Show each line in the rows below that contains the word "island".

— BEGIN Given data —

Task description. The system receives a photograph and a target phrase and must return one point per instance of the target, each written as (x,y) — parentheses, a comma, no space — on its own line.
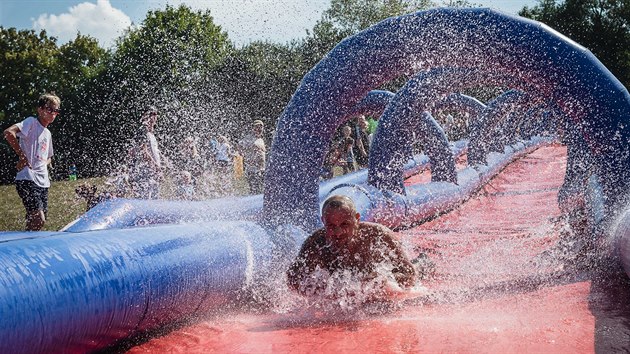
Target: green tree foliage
(602,26)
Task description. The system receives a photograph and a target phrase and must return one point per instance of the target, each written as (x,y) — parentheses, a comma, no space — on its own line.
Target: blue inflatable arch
(595,101)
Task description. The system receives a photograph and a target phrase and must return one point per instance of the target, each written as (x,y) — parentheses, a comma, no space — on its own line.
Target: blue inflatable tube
(79,292)
(550,64)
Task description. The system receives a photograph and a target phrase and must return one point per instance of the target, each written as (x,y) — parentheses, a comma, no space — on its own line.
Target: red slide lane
(492,293)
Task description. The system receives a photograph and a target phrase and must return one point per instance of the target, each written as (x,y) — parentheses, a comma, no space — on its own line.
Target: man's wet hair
(338,202)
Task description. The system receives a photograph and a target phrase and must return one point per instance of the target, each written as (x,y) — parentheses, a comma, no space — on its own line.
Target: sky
(277,21)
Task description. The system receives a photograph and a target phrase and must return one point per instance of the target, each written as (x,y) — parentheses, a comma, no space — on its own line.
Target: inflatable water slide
(131,267)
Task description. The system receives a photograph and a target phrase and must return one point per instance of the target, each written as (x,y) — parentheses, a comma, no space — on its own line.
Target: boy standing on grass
(34,149)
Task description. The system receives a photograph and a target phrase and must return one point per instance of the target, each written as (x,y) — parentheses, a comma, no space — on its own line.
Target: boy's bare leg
(35,220)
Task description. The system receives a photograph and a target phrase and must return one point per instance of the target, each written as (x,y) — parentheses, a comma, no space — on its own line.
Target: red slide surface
(492,292)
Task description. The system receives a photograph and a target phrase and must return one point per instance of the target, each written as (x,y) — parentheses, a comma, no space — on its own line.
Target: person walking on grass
(32,142)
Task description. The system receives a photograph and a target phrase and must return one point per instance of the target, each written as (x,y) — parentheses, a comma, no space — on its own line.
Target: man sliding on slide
(345,244)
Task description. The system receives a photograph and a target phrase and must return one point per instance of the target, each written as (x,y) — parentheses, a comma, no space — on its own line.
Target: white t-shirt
(254,150)
(36,143)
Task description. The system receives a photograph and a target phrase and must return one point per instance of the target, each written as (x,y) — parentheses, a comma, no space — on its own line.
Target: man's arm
(10,134)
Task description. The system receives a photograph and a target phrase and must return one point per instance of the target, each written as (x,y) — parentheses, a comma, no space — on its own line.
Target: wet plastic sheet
(491,291)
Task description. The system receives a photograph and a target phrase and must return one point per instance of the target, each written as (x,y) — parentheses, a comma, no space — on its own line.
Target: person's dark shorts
(33,196)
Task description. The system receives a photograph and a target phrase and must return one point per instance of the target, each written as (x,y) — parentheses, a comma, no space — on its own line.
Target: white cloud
(99,20)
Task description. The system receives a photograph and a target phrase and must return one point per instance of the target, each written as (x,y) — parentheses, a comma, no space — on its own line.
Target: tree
(167,61)
(32,64)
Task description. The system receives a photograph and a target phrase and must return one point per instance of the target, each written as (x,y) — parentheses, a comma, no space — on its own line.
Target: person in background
(330,161)
(146,158)
(362,142)
(72,172)
(186,186)
(225,165)
(346,151)
(32,142)
(253,149)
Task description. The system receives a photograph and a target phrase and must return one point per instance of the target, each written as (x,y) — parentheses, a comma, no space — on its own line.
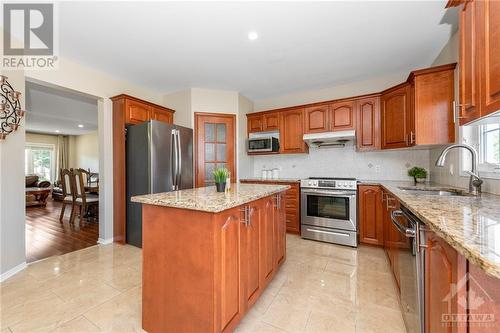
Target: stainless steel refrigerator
(159,158)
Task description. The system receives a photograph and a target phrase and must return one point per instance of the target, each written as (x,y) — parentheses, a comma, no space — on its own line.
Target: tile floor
(320,288)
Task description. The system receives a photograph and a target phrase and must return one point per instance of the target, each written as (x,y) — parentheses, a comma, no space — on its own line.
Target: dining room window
(40,161)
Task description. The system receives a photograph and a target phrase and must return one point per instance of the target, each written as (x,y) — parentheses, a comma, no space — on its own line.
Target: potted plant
(419,174)
(220,177)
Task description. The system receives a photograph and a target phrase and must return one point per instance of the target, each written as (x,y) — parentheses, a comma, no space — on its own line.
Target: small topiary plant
(417,173)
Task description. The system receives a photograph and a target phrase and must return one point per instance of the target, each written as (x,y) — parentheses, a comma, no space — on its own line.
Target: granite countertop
(274,180)
(469,224)
(208,200)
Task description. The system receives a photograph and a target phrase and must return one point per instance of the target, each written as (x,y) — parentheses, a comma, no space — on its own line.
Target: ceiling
(171,46)
(50,109)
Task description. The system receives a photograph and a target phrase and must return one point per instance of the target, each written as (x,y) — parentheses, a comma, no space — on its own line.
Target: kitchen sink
(435,191)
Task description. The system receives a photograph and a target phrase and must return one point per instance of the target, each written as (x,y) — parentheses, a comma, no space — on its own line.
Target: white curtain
(62,154)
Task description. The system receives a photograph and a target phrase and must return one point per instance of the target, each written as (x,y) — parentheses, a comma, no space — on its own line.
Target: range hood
(329,139)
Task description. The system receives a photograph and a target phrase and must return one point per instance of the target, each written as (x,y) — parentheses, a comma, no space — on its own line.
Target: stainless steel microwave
(263,145)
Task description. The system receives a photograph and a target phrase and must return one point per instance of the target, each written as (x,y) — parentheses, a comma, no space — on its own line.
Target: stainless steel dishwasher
(411,269)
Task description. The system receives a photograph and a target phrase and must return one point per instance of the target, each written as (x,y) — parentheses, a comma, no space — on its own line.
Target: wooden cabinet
(488,52)
(395,112)
(136,112)
(267,241)
(479,58)
(280,228)
(432,119)
(250,235)
(220,263)
(371,223)
(416,112)
(162,115)
(317,119)
(231,283)
(291,203)
(420,112)
(368,123)
(342,116)
(266,122)
(292,131)
(440,278)
(483,299)
(468,86)
(254,123)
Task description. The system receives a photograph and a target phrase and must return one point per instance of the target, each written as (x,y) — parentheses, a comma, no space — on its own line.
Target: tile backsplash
(345,162)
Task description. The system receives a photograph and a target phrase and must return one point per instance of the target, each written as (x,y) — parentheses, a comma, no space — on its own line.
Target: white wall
(345,162)
(245,163)
(12,200)
(84,151)
(186,103)
(369,86)
(450,174)
(77,77)
(42,138)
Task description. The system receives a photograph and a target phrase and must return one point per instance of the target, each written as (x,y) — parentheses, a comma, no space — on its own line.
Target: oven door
(329,209)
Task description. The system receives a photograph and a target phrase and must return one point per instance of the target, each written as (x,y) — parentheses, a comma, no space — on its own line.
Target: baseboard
(12,271)
(105,241)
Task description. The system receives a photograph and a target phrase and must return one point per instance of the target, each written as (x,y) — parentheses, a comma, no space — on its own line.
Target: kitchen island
(208,256)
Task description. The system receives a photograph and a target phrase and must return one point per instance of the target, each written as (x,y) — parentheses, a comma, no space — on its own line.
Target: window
(39,160)
(485,137)
(489,136)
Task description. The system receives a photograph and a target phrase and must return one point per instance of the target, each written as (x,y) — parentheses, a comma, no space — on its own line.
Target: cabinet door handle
(244,210)
(412,137)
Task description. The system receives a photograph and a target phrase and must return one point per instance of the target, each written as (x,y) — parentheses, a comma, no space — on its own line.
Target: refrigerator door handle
(173,159)
(179,158)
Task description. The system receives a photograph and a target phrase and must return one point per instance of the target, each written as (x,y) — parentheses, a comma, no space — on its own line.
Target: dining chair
(67,182)
(82,199)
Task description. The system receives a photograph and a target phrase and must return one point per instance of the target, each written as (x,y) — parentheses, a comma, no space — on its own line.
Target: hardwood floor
(46,236)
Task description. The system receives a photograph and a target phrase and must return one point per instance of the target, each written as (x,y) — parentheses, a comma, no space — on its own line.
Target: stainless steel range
(328,207)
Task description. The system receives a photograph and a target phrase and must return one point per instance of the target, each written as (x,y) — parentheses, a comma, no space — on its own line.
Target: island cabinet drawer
(203,276)
(291,199)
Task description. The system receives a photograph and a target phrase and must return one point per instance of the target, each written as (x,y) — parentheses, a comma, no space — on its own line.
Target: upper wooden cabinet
(432,118)
(137,111)
(420,111)
(342,116)
(416,112)
(317,119)
(479,58)
(292,131)
(395,111)
(263,122)
(368,123)
(488,37)
(469,109)
(161,114)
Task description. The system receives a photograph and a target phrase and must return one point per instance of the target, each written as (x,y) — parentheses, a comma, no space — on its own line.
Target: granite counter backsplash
(271,180)
(469,224)
(207,199)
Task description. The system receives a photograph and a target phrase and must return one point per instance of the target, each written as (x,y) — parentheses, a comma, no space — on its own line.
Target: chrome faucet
(474,181)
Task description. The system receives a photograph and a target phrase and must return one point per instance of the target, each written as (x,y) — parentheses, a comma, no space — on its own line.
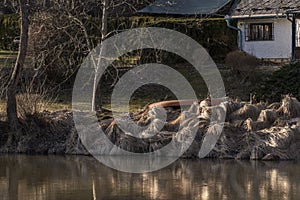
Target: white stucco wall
(280,47)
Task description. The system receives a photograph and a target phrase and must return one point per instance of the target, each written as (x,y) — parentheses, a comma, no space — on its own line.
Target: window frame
(252,35)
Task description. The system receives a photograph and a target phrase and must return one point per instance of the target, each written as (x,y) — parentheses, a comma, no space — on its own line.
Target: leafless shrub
(33,99)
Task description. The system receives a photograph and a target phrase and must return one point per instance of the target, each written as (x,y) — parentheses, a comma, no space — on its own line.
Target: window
(259,32)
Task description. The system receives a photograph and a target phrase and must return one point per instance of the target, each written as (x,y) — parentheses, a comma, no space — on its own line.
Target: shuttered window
(259,32)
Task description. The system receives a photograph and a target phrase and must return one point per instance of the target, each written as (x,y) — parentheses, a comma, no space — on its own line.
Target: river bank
(251,131)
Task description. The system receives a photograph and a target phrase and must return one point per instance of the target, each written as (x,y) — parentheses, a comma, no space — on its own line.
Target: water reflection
(74,177)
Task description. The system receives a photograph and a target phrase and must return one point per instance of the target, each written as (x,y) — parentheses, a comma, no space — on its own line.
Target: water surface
(76,177)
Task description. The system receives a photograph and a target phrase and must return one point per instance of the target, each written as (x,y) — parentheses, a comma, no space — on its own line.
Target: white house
(268,29)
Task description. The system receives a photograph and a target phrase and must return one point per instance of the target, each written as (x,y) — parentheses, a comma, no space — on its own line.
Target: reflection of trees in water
(59,177)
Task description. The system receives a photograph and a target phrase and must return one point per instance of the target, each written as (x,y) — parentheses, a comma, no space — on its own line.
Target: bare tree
(12,113)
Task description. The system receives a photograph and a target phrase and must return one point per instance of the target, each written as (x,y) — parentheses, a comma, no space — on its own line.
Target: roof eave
(260,16)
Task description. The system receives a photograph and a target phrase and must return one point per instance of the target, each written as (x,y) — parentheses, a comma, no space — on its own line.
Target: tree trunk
(96,93)
(11,106)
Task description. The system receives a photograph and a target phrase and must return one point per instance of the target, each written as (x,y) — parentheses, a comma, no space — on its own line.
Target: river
(79,177)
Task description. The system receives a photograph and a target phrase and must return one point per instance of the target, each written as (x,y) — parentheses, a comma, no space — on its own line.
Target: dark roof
(185,7)
(265,7)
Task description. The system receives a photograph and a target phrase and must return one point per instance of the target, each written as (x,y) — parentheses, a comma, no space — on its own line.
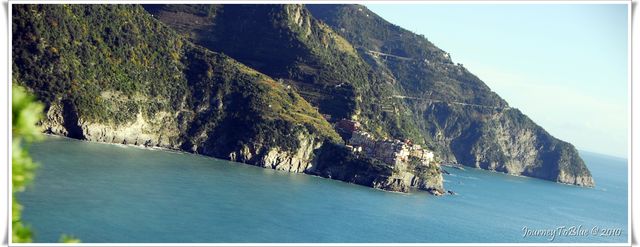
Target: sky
(565,66)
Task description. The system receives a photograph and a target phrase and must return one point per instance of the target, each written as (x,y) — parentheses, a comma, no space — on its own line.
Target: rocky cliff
(112,73)
(458,114)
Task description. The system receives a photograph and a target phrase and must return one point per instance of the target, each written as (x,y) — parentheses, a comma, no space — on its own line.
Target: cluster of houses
(393,152)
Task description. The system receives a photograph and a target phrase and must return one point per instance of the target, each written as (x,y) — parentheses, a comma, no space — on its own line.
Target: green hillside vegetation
(289,44)
(110,63)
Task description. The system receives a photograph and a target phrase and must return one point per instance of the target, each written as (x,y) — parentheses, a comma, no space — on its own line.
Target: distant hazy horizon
(563,65)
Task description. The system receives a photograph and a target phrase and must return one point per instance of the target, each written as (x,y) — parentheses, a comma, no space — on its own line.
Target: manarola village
(422,123)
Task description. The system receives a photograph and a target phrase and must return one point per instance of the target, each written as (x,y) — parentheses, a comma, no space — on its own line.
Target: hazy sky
(564,66)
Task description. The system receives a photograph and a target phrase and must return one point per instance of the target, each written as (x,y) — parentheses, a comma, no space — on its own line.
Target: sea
(105,193)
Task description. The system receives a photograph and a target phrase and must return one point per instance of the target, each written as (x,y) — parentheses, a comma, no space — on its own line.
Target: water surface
(110,193)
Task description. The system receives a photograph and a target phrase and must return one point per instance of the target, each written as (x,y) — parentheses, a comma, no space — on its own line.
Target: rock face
(459,116)
(133,80)
(337,162)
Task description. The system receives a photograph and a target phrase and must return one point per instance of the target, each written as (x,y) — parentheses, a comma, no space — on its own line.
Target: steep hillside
(463,120)
(286,42)
(113,81)
(113,73)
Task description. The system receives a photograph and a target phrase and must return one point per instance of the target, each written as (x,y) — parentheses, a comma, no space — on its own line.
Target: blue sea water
(109,193)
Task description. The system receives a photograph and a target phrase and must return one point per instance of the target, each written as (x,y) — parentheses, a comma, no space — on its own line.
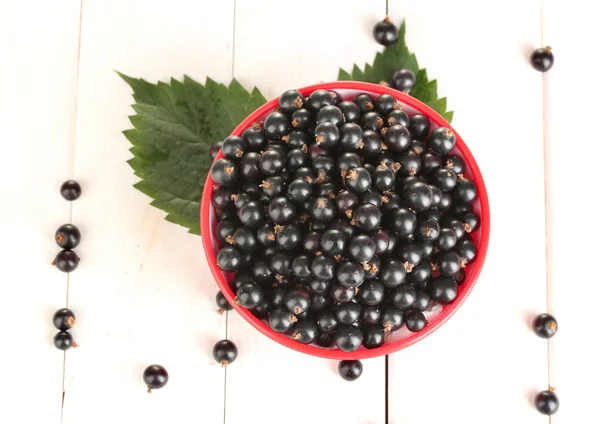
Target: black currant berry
(155,377)
(350,370)
(290,101)
(546,402)
(545,326)
(385,32)
(67,236)
(415,321)
(70,190)
(419,127)
(403,80)
(443,290)
(224,171)
(66,261)
(63,340)
(224,352)
(348,338)
(393,273)
(234,147)
(441,141)
(63,319)
(222,303)
(305,331)
(281,320)
(542,59)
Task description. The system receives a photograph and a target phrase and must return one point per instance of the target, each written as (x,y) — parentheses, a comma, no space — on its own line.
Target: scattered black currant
(70,190)
(155,377)
(67,236)
(63,319)
(224,352)
(542,59)
(545,326)
(546,402)
(404,80)
(350,370)
(66,261)
(385,32)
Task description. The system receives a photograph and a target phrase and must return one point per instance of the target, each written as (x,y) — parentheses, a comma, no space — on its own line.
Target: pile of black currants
(343,220)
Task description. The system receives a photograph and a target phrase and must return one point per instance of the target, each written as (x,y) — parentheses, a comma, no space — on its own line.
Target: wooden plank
(569,118)
(485,364)
(280,45)
(38,81)
(143,292)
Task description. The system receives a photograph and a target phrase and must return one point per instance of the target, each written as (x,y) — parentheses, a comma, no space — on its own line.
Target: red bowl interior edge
(390,347)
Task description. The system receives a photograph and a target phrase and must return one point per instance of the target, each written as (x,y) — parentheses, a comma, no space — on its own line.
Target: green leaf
(174,126)
(394,57)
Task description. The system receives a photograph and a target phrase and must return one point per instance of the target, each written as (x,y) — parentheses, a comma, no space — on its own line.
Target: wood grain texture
(572,142)
(37,115)
(486,355)
(143,292)
(280,45)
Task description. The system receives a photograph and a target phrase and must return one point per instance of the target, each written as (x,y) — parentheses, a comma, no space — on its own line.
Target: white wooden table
(143,293)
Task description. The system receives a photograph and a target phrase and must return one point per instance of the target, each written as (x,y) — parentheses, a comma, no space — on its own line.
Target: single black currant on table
(63,340)
(545,326)
(63,319)
(222,303)
(224,171)
(385,32)
(350,370)
(403,80)
(546,402)
(70,190)
(542,59)
(66,261)
(224,352)
(415,321)
(348,338)
(155,377)
(67,236)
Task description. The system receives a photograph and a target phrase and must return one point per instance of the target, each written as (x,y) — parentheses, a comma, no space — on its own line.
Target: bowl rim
(387,348)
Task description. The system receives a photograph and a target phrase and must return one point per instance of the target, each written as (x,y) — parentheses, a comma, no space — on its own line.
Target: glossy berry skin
(229,259)
(281,320)
(305,331)
(67,236)
(367,217)
(403,80)
(442,141)
(222,303)
(155,377)
(545,326)
(63,319)
(63,340)
(443,290)
(419,127)
(290,101)
(70,190)
(224,171)
(350,370)
(66,261)
(542,59)
(385,32)
(415,321)
(348,338)
(276,126)
(224,352)
(546,402)
(234,147)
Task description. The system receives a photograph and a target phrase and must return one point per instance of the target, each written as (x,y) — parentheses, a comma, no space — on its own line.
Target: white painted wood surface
(143,293)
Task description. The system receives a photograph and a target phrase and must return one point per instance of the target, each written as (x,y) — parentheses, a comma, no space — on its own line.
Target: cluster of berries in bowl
(345,220)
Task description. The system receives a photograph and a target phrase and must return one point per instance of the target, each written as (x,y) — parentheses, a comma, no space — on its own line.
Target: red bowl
(401,338)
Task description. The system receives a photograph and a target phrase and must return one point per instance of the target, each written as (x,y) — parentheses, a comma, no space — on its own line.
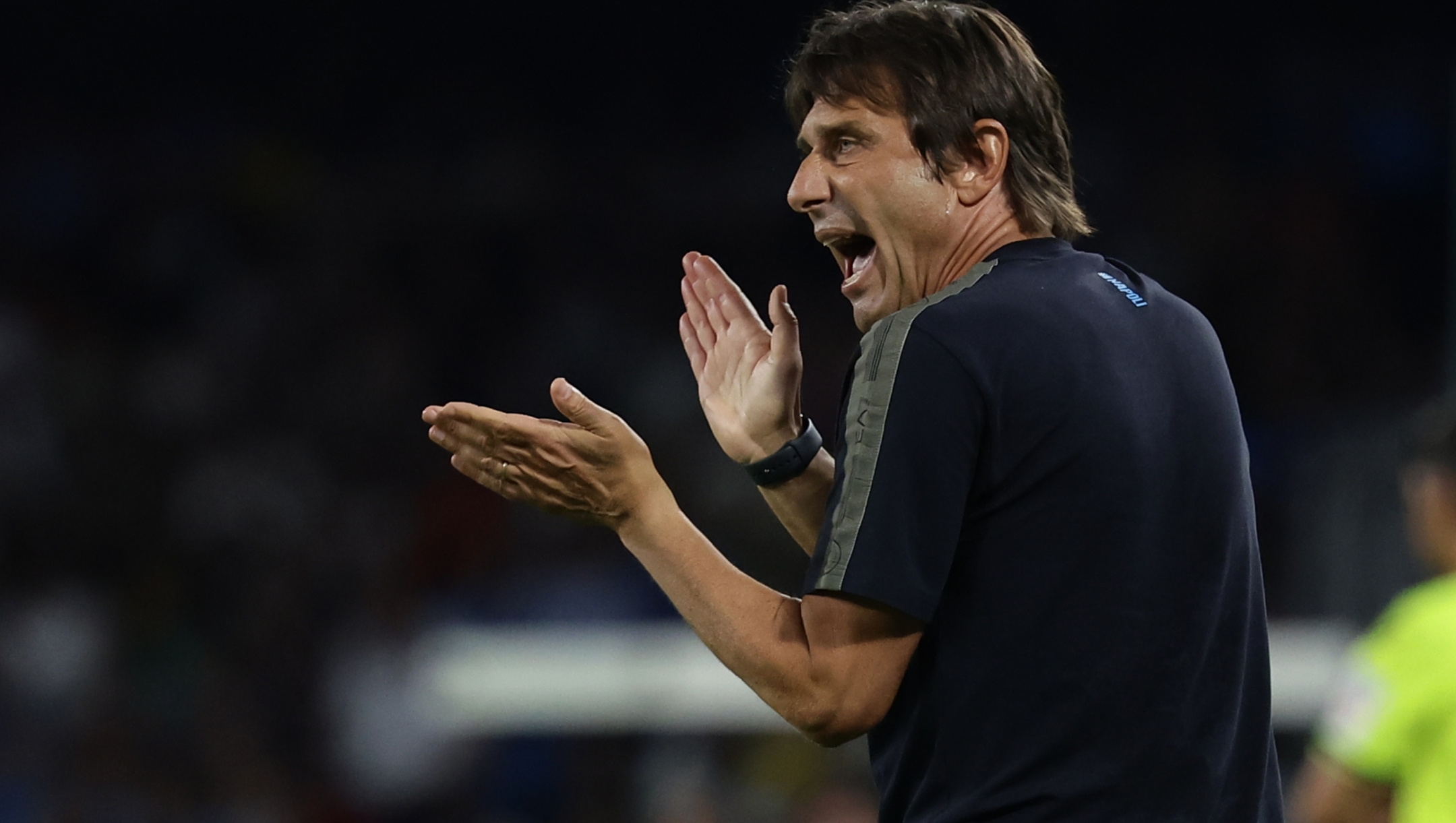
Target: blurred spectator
(1387,748)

— END Given data —

● **Full solution**
Target: kitchen island
Target: island cabinet drawer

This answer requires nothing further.